[SUPPLIED MATERIAL start]

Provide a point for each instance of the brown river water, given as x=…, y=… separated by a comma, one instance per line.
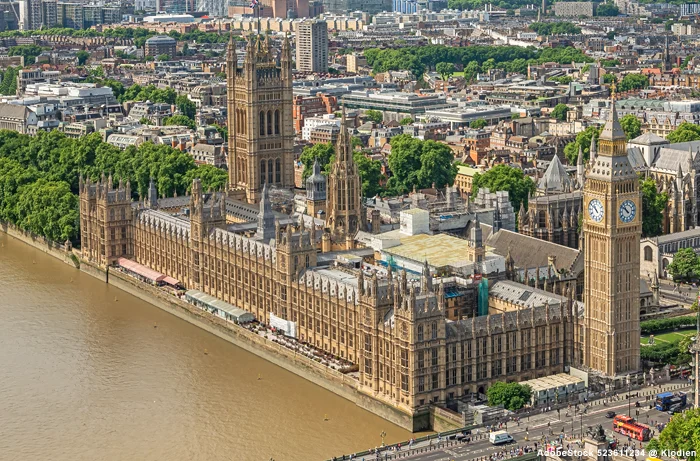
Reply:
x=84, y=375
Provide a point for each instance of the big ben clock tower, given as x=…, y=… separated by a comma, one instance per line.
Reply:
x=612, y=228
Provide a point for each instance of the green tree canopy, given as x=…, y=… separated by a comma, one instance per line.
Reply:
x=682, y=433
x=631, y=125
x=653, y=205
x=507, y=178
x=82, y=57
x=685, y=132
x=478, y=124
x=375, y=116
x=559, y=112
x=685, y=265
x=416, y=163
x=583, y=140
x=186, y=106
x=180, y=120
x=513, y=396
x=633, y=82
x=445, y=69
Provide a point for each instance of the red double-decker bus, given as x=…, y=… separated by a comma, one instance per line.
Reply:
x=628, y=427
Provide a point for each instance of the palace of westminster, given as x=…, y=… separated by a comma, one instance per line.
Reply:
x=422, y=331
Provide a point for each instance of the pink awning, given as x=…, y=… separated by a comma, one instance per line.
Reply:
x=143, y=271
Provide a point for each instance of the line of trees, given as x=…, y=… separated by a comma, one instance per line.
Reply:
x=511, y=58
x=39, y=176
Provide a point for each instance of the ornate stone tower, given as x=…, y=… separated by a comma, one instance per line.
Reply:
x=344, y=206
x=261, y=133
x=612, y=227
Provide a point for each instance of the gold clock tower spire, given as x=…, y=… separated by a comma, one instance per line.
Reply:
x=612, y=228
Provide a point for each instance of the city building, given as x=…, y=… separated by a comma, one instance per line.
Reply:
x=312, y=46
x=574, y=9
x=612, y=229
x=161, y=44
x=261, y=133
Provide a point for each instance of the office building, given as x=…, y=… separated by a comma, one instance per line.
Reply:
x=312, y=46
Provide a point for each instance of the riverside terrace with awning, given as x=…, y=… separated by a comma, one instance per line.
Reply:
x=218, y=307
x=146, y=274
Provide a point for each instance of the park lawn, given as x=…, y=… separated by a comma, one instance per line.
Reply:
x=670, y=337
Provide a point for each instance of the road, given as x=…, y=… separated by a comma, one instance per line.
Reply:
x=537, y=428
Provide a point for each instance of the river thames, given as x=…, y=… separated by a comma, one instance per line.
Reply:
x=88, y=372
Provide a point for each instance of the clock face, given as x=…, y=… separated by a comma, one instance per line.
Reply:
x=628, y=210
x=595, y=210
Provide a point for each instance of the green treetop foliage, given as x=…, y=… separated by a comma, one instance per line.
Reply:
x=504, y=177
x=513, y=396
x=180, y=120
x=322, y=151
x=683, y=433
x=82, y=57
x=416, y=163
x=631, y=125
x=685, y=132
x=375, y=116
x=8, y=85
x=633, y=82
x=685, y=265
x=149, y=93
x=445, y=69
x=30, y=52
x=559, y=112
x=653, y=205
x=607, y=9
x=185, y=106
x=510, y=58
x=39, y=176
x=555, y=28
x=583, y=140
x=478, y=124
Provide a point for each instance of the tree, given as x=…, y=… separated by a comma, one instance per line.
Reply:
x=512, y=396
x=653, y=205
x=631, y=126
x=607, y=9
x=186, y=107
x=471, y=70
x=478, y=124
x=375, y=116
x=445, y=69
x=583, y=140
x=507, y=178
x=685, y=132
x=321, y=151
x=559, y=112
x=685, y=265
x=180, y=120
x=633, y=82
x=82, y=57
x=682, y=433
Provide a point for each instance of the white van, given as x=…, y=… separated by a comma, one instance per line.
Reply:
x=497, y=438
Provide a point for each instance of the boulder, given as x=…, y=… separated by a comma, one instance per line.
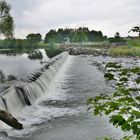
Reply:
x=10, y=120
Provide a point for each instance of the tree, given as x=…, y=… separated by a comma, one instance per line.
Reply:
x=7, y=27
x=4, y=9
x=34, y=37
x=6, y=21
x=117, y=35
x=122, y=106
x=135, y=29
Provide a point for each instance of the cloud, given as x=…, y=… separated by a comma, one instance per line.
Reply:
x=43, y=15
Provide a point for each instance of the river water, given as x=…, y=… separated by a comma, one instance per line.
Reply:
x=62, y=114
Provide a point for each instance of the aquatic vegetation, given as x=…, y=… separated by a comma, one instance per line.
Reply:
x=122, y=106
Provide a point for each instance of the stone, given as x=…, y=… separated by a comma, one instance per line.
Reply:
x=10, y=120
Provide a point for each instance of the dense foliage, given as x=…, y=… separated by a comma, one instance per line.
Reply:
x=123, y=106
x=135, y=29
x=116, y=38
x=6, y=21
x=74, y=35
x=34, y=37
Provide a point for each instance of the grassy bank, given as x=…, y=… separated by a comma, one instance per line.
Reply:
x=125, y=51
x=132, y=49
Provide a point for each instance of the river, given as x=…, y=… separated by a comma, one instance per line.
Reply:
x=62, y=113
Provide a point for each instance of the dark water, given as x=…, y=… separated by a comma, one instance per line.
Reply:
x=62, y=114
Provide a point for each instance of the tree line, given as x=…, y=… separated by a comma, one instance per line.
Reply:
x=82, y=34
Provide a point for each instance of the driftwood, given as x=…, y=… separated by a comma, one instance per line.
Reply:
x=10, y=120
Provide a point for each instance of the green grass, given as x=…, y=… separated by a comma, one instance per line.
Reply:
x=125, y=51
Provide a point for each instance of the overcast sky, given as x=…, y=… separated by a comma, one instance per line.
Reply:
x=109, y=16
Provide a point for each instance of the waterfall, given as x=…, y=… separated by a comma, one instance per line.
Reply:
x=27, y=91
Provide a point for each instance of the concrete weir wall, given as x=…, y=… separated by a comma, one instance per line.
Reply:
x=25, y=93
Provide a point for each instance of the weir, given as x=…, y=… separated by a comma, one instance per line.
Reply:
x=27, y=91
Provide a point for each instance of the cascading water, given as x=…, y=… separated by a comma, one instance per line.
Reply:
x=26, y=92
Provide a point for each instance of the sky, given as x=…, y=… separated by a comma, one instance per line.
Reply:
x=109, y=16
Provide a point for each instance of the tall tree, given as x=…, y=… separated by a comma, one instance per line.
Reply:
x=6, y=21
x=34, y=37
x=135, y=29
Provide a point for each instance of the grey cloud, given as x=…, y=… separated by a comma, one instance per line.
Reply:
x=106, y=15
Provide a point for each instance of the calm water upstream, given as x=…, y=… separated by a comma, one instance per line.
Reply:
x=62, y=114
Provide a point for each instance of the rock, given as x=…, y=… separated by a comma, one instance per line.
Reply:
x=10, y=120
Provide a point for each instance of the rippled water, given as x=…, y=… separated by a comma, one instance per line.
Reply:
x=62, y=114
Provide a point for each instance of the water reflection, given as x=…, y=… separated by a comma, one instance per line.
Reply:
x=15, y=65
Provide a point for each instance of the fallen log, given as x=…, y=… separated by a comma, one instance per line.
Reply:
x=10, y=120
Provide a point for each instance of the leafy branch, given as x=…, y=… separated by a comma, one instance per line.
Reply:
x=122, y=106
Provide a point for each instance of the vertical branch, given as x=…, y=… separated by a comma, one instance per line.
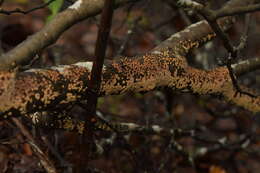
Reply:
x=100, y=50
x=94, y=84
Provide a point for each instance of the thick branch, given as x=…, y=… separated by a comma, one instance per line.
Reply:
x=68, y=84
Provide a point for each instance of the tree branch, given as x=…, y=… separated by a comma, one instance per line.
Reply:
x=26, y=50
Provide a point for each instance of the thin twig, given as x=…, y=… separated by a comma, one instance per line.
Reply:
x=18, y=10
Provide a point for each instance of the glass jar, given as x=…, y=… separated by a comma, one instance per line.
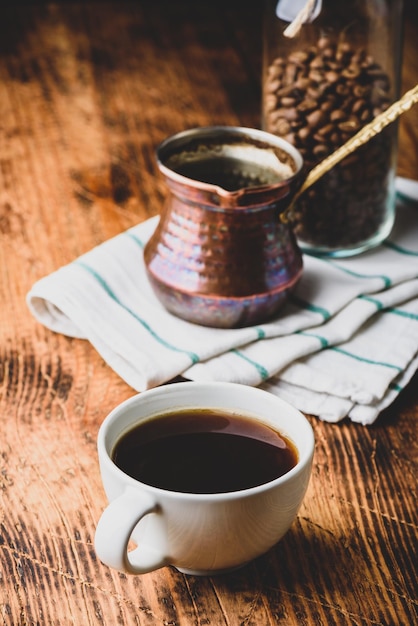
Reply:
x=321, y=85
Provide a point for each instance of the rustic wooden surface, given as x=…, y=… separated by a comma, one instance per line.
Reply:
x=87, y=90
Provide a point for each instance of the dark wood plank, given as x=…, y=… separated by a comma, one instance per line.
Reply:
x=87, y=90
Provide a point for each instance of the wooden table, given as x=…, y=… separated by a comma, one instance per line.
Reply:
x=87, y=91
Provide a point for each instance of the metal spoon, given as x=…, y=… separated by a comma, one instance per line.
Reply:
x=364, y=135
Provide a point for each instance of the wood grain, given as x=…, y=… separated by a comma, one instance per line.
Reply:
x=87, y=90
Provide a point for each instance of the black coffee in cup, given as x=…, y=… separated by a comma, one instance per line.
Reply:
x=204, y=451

[SUPPLIED MATERIAL end]
[SUPPLIED MATERIAL start]

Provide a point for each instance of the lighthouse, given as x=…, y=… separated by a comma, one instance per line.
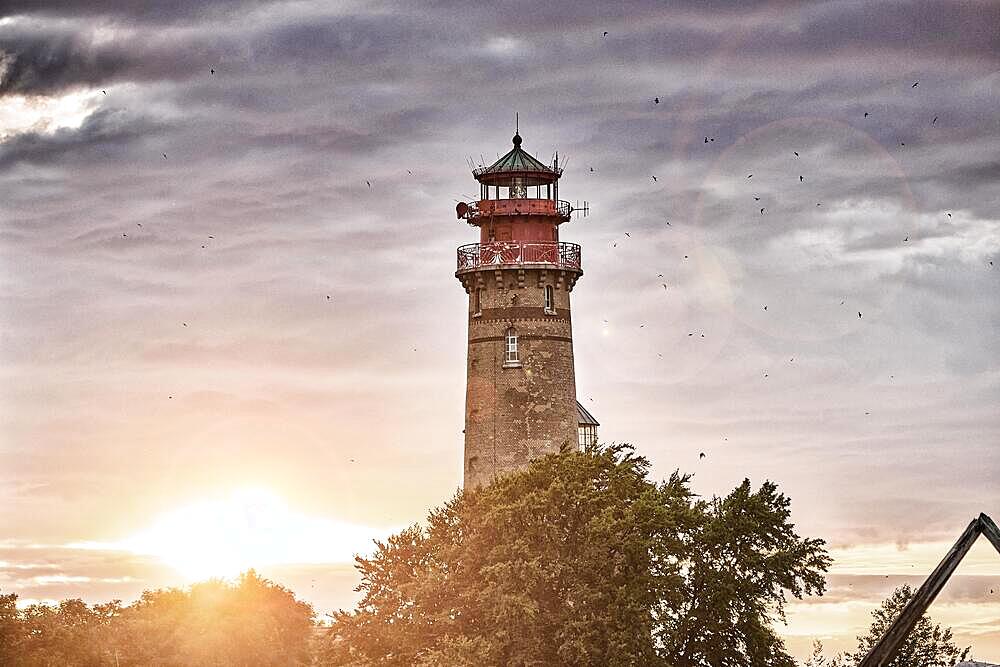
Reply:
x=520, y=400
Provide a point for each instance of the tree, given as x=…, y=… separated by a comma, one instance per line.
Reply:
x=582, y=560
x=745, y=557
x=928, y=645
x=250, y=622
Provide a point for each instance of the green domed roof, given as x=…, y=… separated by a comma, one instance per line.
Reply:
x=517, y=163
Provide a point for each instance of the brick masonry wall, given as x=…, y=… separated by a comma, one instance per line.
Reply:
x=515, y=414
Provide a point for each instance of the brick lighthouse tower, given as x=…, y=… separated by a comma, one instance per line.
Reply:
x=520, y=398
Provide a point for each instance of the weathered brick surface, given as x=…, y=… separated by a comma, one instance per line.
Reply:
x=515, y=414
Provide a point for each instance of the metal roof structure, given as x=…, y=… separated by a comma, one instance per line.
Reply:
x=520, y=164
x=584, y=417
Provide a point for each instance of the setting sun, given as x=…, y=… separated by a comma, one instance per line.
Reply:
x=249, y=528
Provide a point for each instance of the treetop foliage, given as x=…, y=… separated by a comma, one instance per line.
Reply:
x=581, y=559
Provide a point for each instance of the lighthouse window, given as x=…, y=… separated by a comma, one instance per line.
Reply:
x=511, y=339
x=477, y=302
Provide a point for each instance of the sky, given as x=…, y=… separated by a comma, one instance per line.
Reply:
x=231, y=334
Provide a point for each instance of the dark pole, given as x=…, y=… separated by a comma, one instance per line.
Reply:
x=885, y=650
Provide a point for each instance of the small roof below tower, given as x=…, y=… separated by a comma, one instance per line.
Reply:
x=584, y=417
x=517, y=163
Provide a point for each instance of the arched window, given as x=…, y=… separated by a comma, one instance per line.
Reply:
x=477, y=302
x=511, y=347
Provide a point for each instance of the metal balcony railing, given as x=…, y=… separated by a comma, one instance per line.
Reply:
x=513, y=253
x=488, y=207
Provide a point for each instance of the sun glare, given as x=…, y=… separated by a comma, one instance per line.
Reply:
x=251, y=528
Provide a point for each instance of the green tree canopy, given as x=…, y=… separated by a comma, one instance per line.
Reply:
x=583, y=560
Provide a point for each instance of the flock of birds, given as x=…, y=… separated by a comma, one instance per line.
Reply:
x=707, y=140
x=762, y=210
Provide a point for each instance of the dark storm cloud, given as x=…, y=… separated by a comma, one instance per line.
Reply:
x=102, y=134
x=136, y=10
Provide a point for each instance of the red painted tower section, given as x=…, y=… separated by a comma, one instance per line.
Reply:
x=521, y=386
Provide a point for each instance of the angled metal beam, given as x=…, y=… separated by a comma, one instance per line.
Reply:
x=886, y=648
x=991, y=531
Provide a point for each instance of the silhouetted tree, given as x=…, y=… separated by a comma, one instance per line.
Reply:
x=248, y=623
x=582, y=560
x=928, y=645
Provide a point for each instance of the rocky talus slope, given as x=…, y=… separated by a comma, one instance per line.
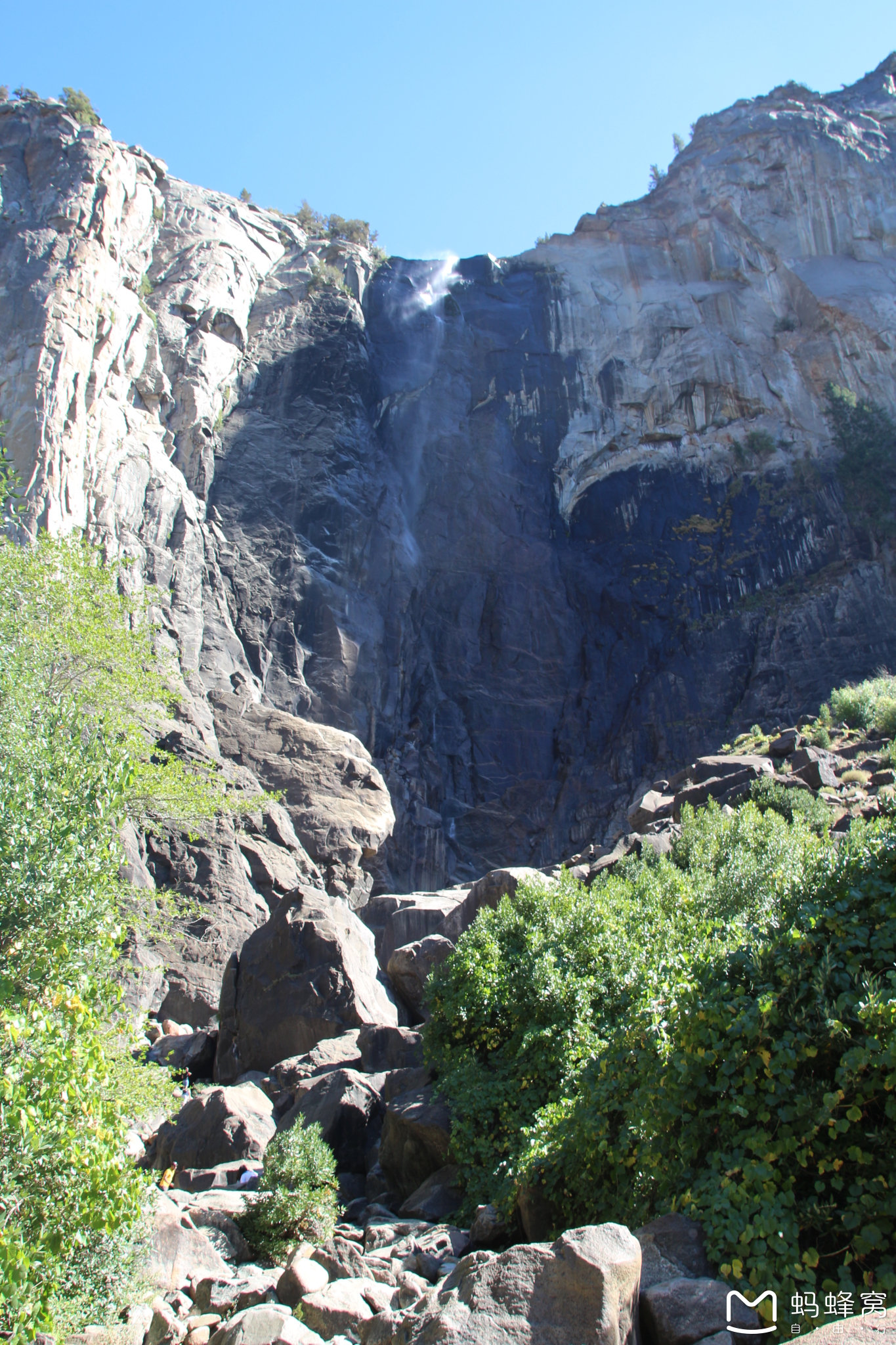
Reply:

[SUPPLIED MATERIAL end]
[SUPPLIED MATERIAL start]

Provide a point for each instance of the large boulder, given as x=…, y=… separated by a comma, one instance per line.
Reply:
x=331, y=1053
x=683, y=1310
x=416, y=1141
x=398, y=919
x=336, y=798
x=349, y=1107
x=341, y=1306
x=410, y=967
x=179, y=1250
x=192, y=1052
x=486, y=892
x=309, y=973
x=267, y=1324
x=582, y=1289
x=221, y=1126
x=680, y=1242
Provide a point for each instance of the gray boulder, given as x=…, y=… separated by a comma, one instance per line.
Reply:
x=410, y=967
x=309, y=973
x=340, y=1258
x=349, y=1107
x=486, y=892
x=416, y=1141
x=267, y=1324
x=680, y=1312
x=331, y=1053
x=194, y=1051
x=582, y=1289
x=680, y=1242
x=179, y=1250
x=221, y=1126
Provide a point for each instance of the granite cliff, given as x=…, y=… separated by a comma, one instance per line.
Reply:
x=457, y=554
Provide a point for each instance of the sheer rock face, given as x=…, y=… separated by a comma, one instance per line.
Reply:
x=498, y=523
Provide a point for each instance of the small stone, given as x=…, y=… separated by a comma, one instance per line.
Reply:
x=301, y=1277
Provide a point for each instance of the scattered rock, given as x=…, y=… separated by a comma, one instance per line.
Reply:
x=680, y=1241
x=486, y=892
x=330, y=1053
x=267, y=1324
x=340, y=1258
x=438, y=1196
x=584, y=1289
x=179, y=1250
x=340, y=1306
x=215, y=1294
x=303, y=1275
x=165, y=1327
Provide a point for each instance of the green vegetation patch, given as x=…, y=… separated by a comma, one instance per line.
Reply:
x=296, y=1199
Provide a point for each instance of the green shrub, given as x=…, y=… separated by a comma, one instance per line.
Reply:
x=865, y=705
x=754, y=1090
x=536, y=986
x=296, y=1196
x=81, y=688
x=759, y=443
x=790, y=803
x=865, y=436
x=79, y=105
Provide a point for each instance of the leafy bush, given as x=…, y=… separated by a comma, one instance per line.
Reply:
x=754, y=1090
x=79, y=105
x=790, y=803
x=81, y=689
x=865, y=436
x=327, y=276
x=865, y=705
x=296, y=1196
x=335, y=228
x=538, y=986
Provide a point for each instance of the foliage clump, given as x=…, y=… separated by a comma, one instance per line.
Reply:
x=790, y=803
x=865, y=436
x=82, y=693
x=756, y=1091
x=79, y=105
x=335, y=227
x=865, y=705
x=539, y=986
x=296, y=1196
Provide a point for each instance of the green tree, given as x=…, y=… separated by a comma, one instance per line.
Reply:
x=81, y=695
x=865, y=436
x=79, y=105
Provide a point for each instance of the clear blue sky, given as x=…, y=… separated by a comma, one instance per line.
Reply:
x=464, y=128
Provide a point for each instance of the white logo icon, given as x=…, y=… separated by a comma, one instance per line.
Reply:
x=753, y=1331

[SUPPLIED MATERIAL end]

DIRECTIVE
Collect every line of the records above that contains the word "brick", and copy each one in full.

RESULT
Provide a point for each instance of the brick masonry wall, given as x=…, y=… separated by a comma, one instance per line.
Provide a point for each instance of the brick lighthouse tower, given as x=…, y=… separated by a comma, one instance per line.
Provide a point for each instance of the weathered brick surface, given as x=…, y=… separated by a comma, one instance per line.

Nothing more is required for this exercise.